**Task description**
Each line below should be set down again unchanged.

### Material provided ###

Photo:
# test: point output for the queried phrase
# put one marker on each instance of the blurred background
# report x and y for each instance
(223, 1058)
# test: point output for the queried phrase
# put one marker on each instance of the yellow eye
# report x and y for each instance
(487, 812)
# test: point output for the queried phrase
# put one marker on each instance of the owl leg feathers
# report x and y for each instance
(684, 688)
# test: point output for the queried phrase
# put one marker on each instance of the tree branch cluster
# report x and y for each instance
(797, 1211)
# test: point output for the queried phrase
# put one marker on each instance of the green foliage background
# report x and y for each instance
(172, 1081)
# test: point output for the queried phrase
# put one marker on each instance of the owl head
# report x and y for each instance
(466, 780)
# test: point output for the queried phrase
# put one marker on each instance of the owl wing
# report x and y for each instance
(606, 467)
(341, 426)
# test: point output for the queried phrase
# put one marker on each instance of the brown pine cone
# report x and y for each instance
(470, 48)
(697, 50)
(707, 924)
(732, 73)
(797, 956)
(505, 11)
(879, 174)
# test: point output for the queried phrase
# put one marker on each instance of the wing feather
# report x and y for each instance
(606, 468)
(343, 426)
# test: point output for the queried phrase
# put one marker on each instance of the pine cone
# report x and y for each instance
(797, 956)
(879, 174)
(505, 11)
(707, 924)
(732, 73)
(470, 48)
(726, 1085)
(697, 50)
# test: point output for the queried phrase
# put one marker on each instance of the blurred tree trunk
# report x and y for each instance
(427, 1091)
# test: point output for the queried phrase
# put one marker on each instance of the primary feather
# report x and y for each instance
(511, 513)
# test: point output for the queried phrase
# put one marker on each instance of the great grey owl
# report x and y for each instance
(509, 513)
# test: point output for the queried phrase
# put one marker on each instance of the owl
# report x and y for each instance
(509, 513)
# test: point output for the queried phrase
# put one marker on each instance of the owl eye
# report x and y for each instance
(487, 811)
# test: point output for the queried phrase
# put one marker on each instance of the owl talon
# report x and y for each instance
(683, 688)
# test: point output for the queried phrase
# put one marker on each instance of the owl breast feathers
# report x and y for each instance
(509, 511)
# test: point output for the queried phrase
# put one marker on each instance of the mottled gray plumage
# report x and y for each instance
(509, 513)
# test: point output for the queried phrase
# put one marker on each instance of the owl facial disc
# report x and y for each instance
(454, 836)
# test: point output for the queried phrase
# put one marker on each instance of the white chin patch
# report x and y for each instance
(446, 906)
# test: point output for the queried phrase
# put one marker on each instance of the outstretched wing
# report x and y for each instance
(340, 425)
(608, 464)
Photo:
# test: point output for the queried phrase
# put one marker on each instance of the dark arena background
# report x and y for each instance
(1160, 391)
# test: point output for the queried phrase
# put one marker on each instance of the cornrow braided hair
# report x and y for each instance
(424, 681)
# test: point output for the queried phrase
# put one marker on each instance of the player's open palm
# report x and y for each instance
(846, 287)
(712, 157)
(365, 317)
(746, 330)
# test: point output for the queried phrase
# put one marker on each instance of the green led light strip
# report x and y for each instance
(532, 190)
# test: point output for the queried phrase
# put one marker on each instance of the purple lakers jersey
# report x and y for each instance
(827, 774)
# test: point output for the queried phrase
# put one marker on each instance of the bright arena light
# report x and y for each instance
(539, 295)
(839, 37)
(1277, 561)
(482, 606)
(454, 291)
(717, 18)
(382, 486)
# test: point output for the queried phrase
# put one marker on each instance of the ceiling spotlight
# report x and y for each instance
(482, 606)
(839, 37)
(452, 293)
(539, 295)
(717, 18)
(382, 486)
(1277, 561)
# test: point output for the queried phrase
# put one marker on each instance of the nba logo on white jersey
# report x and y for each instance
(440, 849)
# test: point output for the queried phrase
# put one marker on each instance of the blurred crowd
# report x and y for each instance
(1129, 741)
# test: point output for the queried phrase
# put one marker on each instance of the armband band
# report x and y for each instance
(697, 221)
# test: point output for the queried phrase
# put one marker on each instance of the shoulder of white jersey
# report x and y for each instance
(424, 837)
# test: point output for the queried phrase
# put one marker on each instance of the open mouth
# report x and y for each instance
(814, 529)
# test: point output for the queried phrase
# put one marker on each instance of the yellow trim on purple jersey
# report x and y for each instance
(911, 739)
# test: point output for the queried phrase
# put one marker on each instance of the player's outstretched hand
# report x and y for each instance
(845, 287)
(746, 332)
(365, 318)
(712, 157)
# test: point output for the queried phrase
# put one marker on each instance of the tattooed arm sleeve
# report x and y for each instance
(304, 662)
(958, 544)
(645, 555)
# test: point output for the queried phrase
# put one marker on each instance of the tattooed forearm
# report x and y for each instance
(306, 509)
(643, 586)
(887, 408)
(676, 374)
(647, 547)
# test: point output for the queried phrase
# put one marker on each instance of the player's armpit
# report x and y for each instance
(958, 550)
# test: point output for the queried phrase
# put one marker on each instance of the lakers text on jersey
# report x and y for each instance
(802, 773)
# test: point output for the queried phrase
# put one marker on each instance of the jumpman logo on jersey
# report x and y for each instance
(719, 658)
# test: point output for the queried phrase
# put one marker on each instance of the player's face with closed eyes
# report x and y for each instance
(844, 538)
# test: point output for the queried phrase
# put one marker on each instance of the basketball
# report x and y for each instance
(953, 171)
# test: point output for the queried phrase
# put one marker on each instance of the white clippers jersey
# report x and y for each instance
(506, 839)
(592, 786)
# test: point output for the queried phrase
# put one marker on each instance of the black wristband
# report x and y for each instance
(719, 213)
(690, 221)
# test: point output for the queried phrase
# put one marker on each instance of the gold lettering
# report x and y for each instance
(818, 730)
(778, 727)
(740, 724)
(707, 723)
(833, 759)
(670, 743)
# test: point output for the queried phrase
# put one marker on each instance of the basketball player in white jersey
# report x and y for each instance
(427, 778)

###

**Answer box**
Photo:
# test: point output for the queried phrase
# put one marker on each instance of the blurred background
# report x and y for each instance
(223, 1058)
# test: point output for the queried phrase
# put one marker on each instance of the yellow eye
# report x and y for each instance
(487, 812)
# test: point output for the queried phrase
# put one marker on each instance of the owl leg feathers
# report x and y for each instance
(684, 688)
# test: point output for the queried phrase
# put one marker on each instance of the tree branch cluster
# report x and y for each instance
(797, 1211)
# test: point output for the queried phrase
# put one marker on each instance of the green foliage background
# report x and y for each instance
(172, 1081)
# test: point output for the queried phrase
# put one marker on each instance of the owl head
# report x and y for each instance
(466, 780)
# test: point output for the queried phrase
# put one marker on each instance of the owl wing
# report x and y for each instance
(606, 467)
(341, 426)
# test: point output for the queried phrase
# put one marker on each instance of the brown pine cone
# report x and y for each instance
(470, 48)
(697, 50)
(707, 924)
(732, 73)
(797, 956)
(505, 11)
(879, 174)
# test: point output for the queried phrase
# put one marker on each instance of the wing feather
# report x and y for each instance
(606, 468)
(343, 426)
# test: point output for the queried phrase
# put one marker on each instance of the pine cone
# report x and y for each instance
(797, 956)
(879, 174)
(505, 11)
(707, 924)
(732, 73)
(470, 48)
(726, 1085)
(697, 50)
# test: point output for the queried phrase
# put one marker on each instance of the blurred tree trunk
# report x and y for each instance
(427, 1091)
# test: point output for the queried phrase
# put one marker on each instance of the primary feather
# report x and y for each instance
(511, 513)
# test: point output for the queried phrase
# put one marker on each instance of the great grey owl
# report x and y for each instance
(509, 513)
# test: point output for the queried phrase
# put one marker on each instance of the owl
# report x and y for each instance
(509, 513)
# test: point output for the queried phrase
# put one marker on each instance of the owl eye
# report x and y for each instance
(487, 811)
# test: point output for the queried phrase
# put one marker on each instance of the owl talon
# report x and y for each instance
(683, 688)
# test: point output for the queried phrase
# put one marker on each instance of the owl breast feathers
# report x and y for each instance
(509, 511)
# test: point output for the queried phrase
# put one marker on each instance of the mottled gray plumage
# report x and y for each instance
(509, 513)
# test: point output for the queried phrase
# put one marker on each instance of the owl facial disc
# report x and y for each instance
(454, 836)
# test: point output for the queried phrase
# put one marker on each instance of the white chin patch
# report x and y for each instance
(446, 906)
# test: point output for the queried phrase
# put one marker on each instance of the outstretched wing
# report x and y for each instance
(340, 425)
(608, 464)
Photo:
# test: point output for the queried phrase
# put one marker on each instance of the dark arena background
# report x and y for each instance
(1160, 391)
# test: point output for the queried phrase
# put one marker on each instance of the cornrow braided hair
# report x and y for each instance
(424, 681)
# test: point output for the queried phrase
# put one marker on each instance of the player's open palm
# report x and y for each instance
(846, 287)
(712, 157)
(365, 317)
(746, 330)
# test: point output for the queried phrase
# put one marker on each instance of the green led light strip
# report x and y for each instance
(532, 190)
# test: point output for the queried phrase
# put one marker on each instance of the purple lakers jersey
# report x and y for each instance
(827, 774)
# test: point output for the queried phrase
# put one marker on each instance of the bright arena light
# report x and y for each instance
(539, 295)
(839, 37)
(1277, 561)
(482, 606)
(454, 291)
(717, 18)
(382, 486)
# test: point output for the queried phrase
# put one marker on each instance of the ceiling spotlight
# report x and y for each instance
(482, 606)
(839, 37)
(452, 293)
(539, 295)
(717, 18)
(382, 486)
(1277, 561)
# test: point output for the queried phrase
# put one marker on each instance of the nba logo on white jersey
# report x and y for each instance
(440, 849)
# test: point output for the queried phrase
# put one marker on each instance of the blurred crowd
# report x and y for each instance
(1129, 741)
# test: point output for the queried phrase
# put one marker on each instance of the armband band
# report x and y for each instance
(697, 221)
# test: point output for the queried phrase
# put one marker on each instance of the shoulder of white jersey
# report x and y for each instance
(424, 837)
# test: point output for the queried phrase
# put one marker on each instance of the open mouth
# report x and y for each instance
(814, 529)
# test: point output for the queried phrase
# put one marker on each instance of the yellow trim on purple jersey
# report x and y for each instance
(911, 739)
# test: point output for the queried phrase
# put one marker on each instance of the player's outstretched hand
# report x and y for each instance
(845, 287)
(746, 332)
(365, 318)
(712, 157)
# test: point output for the queried phrase
# put one marker on each instance of the tattooed arm sleeve
# report x and y for each instance
(304, 662)
(958, 544)
(645, 555)
# test: point output for the queried phrase
# put one marker on each instance of the tattooed forearm
# report x and y for each instance
(306, 509)
(643, 586)
(887, 408)
(676, 374)
(647, 547)
# test: point output for the queried phrase
# put one marker on each instance of the player's armpit
# report x and y for each instance
(958, 550)
# test: point output for the queried phrase
# put one marker on each instance of the lakers text on jersey
# report x and y for each instance
(802, 773)
# test: point output for the queried phrase
# put one marker on each instance of the jumpman logo on jersey
# report x and y for each instance
(719, 658)
# test: point output for the queried phrase
# put one marker on each instance of the player's face with closed eyes
# report x and y for each instance
(844, 538)
# test: point output for the queried phrase
# put one marker on each instance of the basketball
# report x and y for each instance
(953, 171)
# test: point output for the queried phrase
# put one marker on each instance of the white clippers jersey
# report x and y for each instance
(506, 839)
(592, 786)
# test: point output for the queried phrase
# put one marker on each instance of the black wristband
# report x and y for each instance
(719, 213)
(690, 221)
# test: point output for the queried phrase
# put one marker on each instance of the gold lettering
# report x and y for each instance
(818, 730)
(778, 727)
(740, 724)
(707, 723)
(833, 759)
(670, 743)
# test: point output for the queried phrase
# put one marker on each instance of the basketball player in white jersey
# report x and y for each instance
(427, 778)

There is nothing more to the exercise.